- WORK TO BE COMPLETED
The answer must consist of the records, repeated exactly.

- DATA FOR THIS EXERCISE
•••

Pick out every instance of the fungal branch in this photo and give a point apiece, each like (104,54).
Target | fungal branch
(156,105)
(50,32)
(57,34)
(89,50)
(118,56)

•••

- RESPONSE TO THE EXERCISE
Pick out every instance of the fungal branch in this photo and give a point apiece, each like (104,54).
Target | fungal branch
(156,105)
(50,32)
(57,34)
(89,50)
(118,56)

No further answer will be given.